++++ Data to process ++++

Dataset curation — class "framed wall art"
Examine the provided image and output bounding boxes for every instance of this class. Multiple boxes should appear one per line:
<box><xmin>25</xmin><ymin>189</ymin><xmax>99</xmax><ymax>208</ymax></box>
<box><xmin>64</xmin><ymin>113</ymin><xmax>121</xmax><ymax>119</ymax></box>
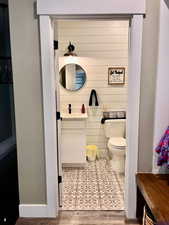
<box><xmin>108</xmin><ymin>67</ymin><xmax>125</xmax><ymax>85</ymax></box>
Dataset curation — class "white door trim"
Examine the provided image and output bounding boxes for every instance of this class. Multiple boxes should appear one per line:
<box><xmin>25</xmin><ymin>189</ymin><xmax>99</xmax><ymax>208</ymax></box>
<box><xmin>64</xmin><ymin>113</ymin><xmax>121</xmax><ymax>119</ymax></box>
<box><xmin>38</xmin><ymin>14</ymin><xmax>144</xmax><ymax>219</ymax></box>
<box><xmin>37</xmin><ymin>0</ymin><xmax>146</xmax><ymax>15</ymax></box>
<box><xmin>125</xmin><ymin>15</ymin><xmax>143</xmax><ymax>219</ymax></box>
<box><xmin>39</xmin><ymin>16</ymin><xmax>58</xmax><ymax>217</ymax></box>
<box><xmin>19</xmin><ymin>204</ymin><xmax>48</xmax><ymax>218</ymax></box>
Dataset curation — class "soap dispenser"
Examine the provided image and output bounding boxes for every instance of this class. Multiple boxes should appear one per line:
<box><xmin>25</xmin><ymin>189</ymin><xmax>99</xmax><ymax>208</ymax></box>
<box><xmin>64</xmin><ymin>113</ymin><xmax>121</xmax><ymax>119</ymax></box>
<box><xmin>81</xmin><ymin>104</ymin><xmax>85</xmax><ymax>114</ymax></box>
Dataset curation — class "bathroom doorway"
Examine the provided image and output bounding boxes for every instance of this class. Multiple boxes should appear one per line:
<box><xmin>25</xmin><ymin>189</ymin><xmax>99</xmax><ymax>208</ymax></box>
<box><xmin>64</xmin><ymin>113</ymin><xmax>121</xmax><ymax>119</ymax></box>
<box><xmin>55</xmin><ymin>19</ymin><xmax>129</xmax><ymax>211</ymax></box>
<box><xmin>39</xmin><ymin>12</ymin><xmax>143</xmax><ymax>218</ymax></box>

++++

Prompt ->
Could you reproduce the records above exactly, leaving out every picture?

Written answer ->
Dataset curation — class "framed wall art"
Examine the provided image and output bounding boxes for every instance of this class. Multiple boxes should appear one per line:
<box><xmin>25</xmin><ymin>189</ymin><xmax>99</xmax><ymax>208</ymax></box>
<box><xmin>64</xmin><ymin>113</ymin><xmax>121</xmax><ymax>119</ymax></box>
<box><xmin>108</xmin><ymin>67</ymin><xmax>125</xmax><ymax>85</ymax></box>
Dataset curation — class "white door trim"
Examine the provided image and output bounding boxes for every instance of this class. Multiple boxes should appear one per line:
<box><xmin>25</xmin><ymin>189</ymin><xmax>99</xmax><ymax>208</ymax></box>
<box><xmin>64</xmin><ymin>113</ymin><xmax>121</xmax><ymax>119</ymax></box>
<box><xmin>38</xmin><ymin>14</ymin><xmax>144</xmax><ymax>219</ymax></box>
<box><xmin>37</xmin><ymin>0</ymin><xmax>146</xmax><ymax>15</ymax></box>
<box><xmin>125</xmin><ymin>15</ymin><xmax>143</xmax><ymax>219</ymax></box>
<box><xmin>39</xmin><ymin>16</ymin><xmax>58</xmax><ymax>217</ymax></box>
<box><xmin>19</xmin><ymin>204</ymin><xmax>48</xmax><ymax>218</ymax></box>
Dataset curation — class "soap dispenser"
Examine the provided image and output bounding boxes for every instance of this class. Multiple boxes should appear one per line:
<box><xmin>25</xmin><ymin>189</ymin><xmax>99</xmax><ymax>208</ymax></box>
<box><xmin>64</xmin><ymin>113</ymin><xmax>121</xmax><ymax>119</ymax></box>
<box><xmin>81</xmin><ymin>104</ymin><xmax>85</xmax><ymax>114</ymax></box>
Dataset curation — class "bathroom doorway"
Examine the provided image and output bounding boxes for every instance of this class. Multiple boxes should appear one per line:
<box><xmin>25</xmin><ymin>189</ymin><xmax>99</xmax><ymax>208</ymax></box>
<box><xmin>64</xmin><ymin>113</ymin><xmax>121</xmax><ymax>119</ymax></box>
<box><xmin>55</xmin><ymin>19</ymin><xmax>129</xmax><ymax>211</ymax></box>
<box><xmin>39</xmin><ymin>12</ymin><xmax>143</xmax><ymax>218</ymax></box>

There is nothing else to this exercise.